◆ EXTRACTED TEXT
July 01, 2004

The Bear Whisperers


A gunshot rings through the crisp January air. The sound rebounds off the tall conifer trees of the Russian taiga forest in the Tver Region, 100 miles north of Moscow. A hunter pulls a medium-sized brown bear from its snowy den and finds a litter of newborn cubs within. Feeling remorse, the hunter gathers the cubs and places them in a sack. He then turns to skinning the mother bear.

The next morning, Dr. Valentin Pazhetnov finds a tattered potato sack on his porch steps. He picks up the bundle, calling to his wife, Svetlana. They open the sack to find four bear cubs, each smaller than a grapefruit. Only one of the infants shows signs of life. Three have frozen to death during the night, when the temperature dropped to -20o F. Over the next few weeks, the couple nurses the cub back to life. They feed him warm cow’s milk from a bottle and give him medication for his pneumonia. As the cub grows strong and healthy, the Pazhetnovs teach him essential survival skills and then return him to the wild.

◆ WORK TO BE COMPLETED
Print the text on the rescued bear cubs word for word, starting with "The next morning, Dr." and going on through "to the wild.".

◆ GIVEN ENTRIES
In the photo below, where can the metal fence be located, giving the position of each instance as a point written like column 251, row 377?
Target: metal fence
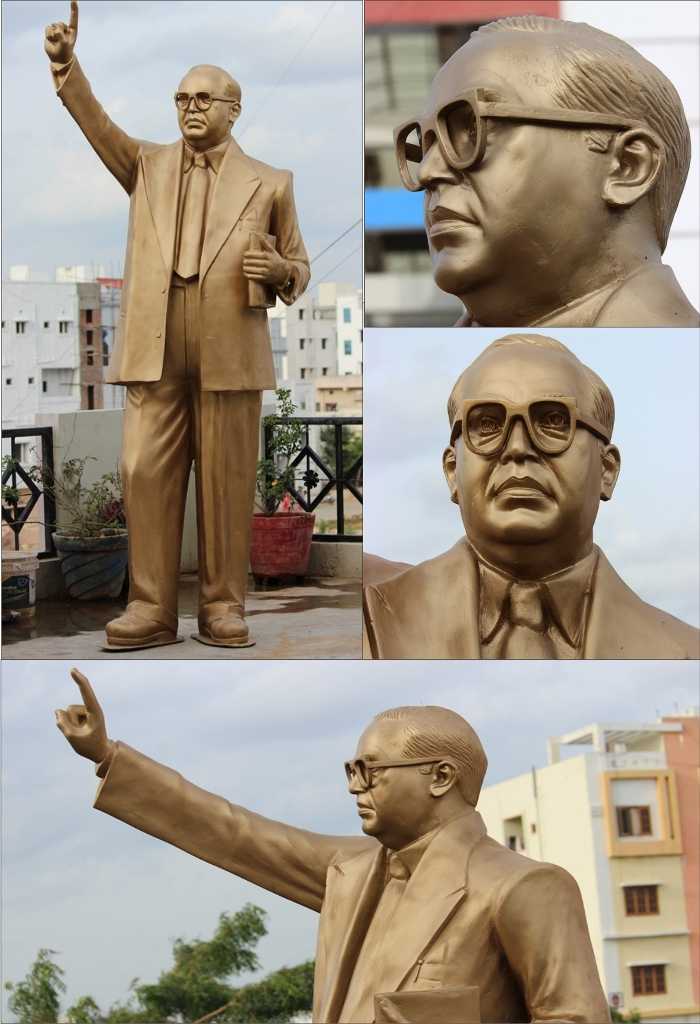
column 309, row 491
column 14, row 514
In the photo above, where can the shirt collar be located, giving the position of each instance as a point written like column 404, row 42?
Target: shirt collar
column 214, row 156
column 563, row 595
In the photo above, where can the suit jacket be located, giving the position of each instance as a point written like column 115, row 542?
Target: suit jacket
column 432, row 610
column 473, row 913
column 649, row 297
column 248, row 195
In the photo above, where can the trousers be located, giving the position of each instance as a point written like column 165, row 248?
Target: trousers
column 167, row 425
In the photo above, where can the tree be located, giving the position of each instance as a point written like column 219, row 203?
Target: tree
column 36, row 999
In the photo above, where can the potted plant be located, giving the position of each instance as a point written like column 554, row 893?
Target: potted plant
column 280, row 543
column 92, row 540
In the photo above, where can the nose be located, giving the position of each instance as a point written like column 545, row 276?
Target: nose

◆ THE COMPLETED TASK
The next morning, Dr. Valentin Pazhetnov finds a tattered potato sack on his porch steps. He picks up the bundle, calling to his wife, Svetlana. They open the sack to find four bear cubs, each smaller than a grapefruit. Only one of the infants shows signs of life. Three have frozen to death during the night, when the temperature dropped to -20o F. Over the next few weeks, the couple nurses the cub back to life. They feed him warm cow’s milk from a bottle and give him medication for his pneumonia. As the cub grows strong and healthy, the Pazhetnovs teach him essential survival skills and then return him to the wild.